DOCUMENT PASSAGE →
Graham, Simon
2006-Jul-14  19:00 UTC
[Xen-devel] [PATCH] Minor fix to xentop to stop it dying when domains go away at the wrong time
Currently, xentop exits with a failure if xenstat_get_node() returns
NULL - this can happen if a VM is deleted between the time
xenstat_get_node() gets the list of VMs and the time it attempts to
collect information about the VMs. This patch modifies xentop to simply
ignore a NULL return and loop around to try the call again.
Note that the patch supplied is against 3.0.testing although I think
unstable is basically the same.
Signed-off-by: Simon Graham Simon.Graham@stratus.com
---
Index: xentop.c
==================================================================--- xentop.c
(revision 3098)
+++ xentop.c	(working copy)
@@ -762,14 +762,18 @@
 {
 	xenstat_domain **domains;
 	unsigned int i, num_domains = 0;
+        xenstat_node *new_node = xenstat_get_node(xhandle,
XENSTAT_ALL);
 
-	/* Now get the node information */
+        if (new_node == NULL) {
+		// This can happen if domains change during call - just
+		// return and try again
+		return;
+        }
+
 	if (prev_node != NULL)
 		xenstat_free_node(prev_node);
 	prev_node = cur_node;
-	cur_node = xenstat_get_node(xhandle, XENSTAT_ALL);
-	if (cur_node == NULL)

TASK ITEM → Give a two-sentence summary of the xentop patch message above.

DATASET RECORDS →

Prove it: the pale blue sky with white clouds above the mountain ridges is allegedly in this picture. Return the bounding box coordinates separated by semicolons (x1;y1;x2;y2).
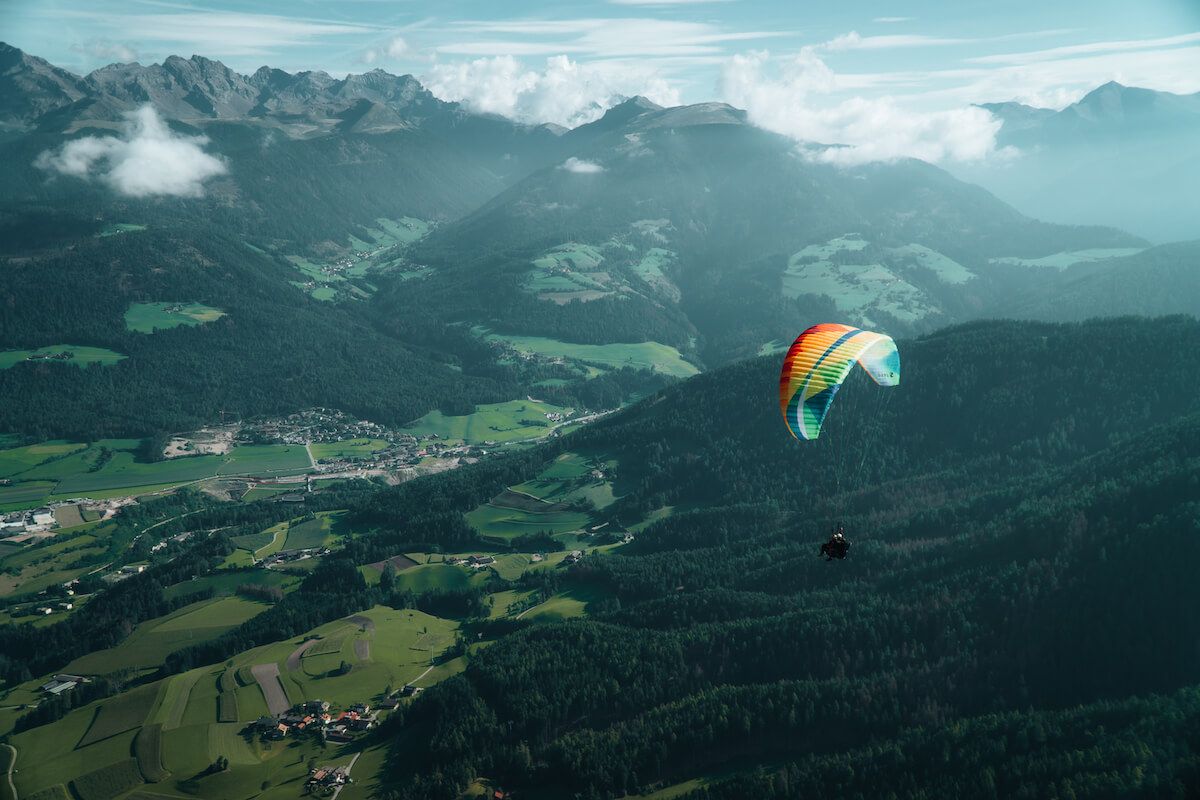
0;0;1200;162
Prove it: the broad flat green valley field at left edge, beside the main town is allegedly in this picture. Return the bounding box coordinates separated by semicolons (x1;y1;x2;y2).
0;439;311;510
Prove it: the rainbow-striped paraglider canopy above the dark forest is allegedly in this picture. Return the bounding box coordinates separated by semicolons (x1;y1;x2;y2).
779;323;900;439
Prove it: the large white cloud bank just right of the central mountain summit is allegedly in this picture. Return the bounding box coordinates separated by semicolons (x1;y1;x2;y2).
721;50;1001;164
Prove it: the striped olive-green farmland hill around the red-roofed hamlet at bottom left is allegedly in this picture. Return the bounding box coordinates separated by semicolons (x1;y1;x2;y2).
13;606;466;800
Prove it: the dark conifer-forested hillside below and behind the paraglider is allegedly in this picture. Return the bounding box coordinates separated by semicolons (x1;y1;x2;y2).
357;318;1200;798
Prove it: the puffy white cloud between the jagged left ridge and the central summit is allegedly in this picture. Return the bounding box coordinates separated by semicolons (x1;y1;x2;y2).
421;55;679;127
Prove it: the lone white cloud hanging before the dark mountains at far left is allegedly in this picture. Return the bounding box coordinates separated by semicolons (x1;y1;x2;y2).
35;104;226;197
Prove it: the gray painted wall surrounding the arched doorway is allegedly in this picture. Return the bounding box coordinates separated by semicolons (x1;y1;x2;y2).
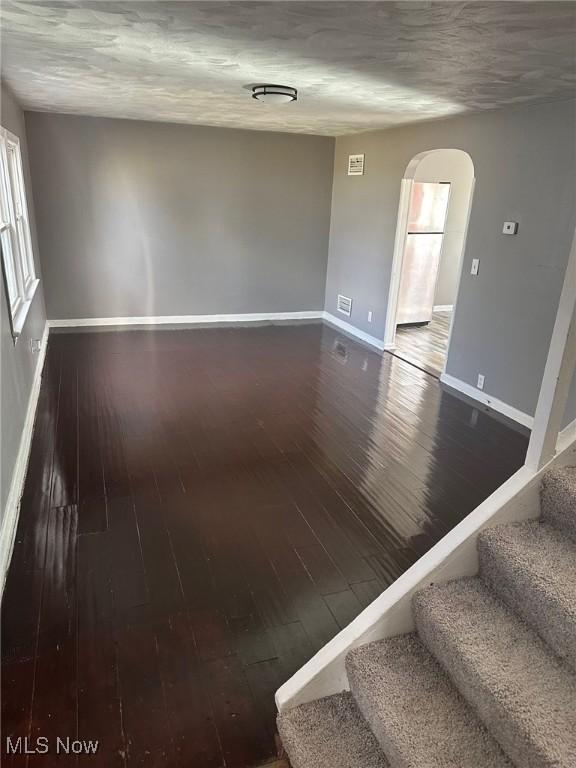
325;101;576;424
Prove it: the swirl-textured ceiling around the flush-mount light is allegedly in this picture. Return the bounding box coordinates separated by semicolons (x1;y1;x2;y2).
0;0;576;135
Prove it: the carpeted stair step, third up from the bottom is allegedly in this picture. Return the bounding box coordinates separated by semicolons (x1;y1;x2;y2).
413;578;576;768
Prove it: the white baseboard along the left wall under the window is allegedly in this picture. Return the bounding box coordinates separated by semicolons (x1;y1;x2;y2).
0;322;49;599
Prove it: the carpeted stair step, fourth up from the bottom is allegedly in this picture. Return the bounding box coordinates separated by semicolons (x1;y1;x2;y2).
478;521;576;671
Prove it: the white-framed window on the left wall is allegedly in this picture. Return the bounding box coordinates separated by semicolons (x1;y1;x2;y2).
0;127;40;337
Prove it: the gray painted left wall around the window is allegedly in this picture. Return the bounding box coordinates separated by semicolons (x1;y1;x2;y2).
0;83;46;525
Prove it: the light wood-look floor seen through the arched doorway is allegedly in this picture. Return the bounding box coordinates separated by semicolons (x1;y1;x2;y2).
394;312;452;378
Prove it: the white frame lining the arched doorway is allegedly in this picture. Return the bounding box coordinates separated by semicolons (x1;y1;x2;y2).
384;149;476;380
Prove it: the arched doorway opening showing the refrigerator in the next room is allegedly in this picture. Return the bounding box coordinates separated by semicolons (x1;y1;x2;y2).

THE COMPLETED TASK → Xentop currently exits with a failure when xenstat_get_node() returns NULL, which can happen if a VM is deleted after the list of VMs is fetched but before information about those VMs is collected. The patch, made against 3.0.testing, changes xentop to ignore a NULL return and loop around to try the call again.